## begin
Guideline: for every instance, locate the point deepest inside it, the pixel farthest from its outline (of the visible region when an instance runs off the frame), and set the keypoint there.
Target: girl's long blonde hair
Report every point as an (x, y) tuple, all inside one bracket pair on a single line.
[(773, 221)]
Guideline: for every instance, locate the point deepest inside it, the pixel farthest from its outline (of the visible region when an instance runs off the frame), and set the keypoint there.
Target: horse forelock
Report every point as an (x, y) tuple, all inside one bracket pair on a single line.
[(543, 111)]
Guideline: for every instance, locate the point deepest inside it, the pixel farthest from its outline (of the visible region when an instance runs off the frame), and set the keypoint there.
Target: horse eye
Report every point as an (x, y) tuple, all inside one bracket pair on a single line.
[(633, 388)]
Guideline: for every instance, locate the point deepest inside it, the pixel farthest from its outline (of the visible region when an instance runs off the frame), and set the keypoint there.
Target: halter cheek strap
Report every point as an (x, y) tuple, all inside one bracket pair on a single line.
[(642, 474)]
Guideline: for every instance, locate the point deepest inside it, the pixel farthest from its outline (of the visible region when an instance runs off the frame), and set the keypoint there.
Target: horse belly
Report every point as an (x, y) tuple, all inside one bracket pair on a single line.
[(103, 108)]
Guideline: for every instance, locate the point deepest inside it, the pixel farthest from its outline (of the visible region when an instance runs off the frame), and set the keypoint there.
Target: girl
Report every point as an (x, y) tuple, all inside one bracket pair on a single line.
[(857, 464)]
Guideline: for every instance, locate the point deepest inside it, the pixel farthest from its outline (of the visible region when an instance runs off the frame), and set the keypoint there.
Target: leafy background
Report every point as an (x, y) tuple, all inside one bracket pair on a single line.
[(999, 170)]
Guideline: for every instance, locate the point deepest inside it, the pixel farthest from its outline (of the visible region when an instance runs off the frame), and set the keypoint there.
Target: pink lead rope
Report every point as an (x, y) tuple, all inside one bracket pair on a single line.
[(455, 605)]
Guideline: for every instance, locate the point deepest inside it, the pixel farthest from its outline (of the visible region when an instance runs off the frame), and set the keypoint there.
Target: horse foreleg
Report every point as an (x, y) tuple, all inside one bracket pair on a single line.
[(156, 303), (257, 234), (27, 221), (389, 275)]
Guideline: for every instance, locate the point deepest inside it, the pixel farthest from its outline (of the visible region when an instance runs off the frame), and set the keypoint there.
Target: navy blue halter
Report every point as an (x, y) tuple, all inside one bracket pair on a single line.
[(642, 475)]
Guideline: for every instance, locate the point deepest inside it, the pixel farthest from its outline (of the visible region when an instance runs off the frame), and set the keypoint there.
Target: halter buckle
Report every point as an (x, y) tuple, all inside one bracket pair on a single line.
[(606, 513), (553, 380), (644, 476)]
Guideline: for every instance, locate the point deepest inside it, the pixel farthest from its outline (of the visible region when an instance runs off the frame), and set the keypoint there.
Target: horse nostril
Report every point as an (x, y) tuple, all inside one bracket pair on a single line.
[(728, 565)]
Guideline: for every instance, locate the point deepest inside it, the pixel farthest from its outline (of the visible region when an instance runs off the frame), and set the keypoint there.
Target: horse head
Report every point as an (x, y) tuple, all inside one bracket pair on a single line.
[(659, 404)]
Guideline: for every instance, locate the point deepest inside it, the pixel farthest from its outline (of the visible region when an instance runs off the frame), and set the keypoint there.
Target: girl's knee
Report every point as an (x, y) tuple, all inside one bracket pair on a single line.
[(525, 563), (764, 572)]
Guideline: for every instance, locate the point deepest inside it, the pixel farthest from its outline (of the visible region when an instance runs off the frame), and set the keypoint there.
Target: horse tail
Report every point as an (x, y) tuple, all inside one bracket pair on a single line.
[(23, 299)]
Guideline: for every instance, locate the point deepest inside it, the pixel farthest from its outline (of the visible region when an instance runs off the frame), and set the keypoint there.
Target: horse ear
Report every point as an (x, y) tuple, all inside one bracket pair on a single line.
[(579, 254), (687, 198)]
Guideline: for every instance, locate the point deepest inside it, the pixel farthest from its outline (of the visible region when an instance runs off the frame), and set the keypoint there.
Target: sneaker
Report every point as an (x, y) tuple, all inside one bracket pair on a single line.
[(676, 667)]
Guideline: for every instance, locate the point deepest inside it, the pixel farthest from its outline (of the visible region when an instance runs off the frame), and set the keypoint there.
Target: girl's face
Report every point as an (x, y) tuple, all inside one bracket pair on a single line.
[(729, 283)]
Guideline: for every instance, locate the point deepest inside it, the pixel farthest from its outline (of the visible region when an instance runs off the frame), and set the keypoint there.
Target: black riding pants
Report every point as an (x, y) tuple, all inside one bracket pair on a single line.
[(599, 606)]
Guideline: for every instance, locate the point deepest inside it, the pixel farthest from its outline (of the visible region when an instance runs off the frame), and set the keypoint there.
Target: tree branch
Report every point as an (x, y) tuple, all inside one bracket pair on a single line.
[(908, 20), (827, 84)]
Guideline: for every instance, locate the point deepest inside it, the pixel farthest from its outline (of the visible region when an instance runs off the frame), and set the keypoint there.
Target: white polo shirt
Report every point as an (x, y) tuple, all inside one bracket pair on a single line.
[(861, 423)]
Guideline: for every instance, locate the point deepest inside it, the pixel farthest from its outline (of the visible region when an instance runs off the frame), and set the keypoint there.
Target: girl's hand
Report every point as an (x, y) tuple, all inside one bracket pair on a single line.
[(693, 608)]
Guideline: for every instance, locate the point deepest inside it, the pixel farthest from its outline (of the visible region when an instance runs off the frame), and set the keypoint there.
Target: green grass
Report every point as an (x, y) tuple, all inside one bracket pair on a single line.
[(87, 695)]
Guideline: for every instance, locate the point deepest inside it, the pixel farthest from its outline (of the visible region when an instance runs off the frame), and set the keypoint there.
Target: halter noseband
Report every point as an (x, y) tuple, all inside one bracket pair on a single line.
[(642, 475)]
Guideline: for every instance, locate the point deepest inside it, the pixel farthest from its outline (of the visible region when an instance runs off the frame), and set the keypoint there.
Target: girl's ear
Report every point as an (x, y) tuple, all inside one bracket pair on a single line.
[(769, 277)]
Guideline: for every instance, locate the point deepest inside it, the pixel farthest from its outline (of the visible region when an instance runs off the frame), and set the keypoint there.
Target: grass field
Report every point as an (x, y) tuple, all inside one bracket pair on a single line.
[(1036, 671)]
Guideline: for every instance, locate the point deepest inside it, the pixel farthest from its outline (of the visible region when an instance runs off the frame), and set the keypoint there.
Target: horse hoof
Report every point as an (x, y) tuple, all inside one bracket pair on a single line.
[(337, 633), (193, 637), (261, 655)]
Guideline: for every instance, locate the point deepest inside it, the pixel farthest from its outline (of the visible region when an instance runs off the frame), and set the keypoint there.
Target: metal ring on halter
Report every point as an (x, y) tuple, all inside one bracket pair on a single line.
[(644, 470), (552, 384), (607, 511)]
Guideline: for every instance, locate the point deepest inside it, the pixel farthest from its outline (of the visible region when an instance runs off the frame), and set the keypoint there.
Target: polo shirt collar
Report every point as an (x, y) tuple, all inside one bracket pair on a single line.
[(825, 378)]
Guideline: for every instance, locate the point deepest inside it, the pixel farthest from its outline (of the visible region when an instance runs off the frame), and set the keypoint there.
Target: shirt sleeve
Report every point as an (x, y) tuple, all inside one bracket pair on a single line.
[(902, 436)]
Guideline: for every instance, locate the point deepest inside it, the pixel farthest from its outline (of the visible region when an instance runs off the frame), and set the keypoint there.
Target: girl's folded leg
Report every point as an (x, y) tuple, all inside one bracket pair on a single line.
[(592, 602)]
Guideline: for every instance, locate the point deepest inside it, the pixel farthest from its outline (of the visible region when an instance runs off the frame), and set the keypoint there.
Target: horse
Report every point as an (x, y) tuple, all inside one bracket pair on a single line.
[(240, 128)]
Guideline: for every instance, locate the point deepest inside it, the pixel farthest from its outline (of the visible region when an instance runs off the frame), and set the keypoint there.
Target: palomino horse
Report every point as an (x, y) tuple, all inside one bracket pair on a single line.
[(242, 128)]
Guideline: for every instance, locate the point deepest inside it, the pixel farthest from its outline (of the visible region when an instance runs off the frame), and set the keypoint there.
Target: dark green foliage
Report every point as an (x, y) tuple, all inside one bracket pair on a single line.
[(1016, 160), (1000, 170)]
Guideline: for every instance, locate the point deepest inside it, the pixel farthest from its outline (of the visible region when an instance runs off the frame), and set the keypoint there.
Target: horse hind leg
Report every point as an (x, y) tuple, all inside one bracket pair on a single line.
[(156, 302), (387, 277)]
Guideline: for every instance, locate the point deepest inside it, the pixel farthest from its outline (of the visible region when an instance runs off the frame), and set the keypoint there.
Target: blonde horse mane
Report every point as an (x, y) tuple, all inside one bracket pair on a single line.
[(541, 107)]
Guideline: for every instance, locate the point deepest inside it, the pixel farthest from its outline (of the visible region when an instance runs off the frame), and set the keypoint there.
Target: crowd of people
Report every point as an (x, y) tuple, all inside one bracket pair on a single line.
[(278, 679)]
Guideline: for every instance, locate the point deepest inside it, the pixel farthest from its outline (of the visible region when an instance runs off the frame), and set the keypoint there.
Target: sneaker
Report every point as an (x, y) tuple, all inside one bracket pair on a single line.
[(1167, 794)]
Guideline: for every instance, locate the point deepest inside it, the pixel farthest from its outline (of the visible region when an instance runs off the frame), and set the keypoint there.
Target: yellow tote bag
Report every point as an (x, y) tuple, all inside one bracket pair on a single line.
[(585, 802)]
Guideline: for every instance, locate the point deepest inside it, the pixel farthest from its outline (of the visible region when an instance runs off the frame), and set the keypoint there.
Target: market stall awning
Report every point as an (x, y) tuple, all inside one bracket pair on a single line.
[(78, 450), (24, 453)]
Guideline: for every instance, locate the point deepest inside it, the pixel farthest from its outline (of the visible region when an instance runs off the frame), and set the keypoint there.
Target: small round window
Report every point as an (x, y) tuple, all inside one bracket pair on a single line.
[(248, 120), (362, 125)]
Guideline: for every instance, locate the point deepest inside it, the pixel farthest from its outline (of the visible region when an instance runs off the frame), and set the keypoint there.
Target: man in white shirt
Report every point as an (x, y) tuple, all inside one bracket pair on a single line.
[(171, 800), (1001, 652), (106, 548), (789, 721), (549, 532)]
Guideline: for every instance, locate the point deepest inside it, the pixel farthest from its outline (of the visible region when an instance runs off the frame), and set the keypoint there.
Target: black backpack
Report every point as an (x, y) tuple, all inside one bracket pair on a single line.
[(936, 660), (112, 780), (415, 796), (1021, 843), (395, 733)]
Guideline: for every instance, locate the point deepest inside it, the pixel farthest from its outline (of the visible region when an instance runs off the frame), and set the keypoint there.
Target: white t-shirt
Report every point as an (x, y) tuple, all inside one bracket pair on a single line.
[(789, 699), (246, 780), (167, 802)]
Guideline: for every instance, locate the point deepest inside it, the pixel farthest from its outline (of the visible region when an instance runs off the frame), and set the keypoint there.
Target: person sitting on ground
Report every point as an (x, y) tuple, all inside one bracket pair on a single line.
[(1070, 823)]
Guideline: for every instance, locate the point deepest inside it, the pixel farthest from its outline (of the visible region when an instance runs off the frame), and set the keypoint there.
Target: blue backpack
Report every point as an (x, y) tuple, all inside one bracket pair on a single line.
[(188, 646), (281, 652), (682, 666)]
## end
▶ TO BE DONE
Display every line of the entries above that contains the word "black".

▶ SOLUTION TO THIS TASK
Target: black riding pants
Target: black backpack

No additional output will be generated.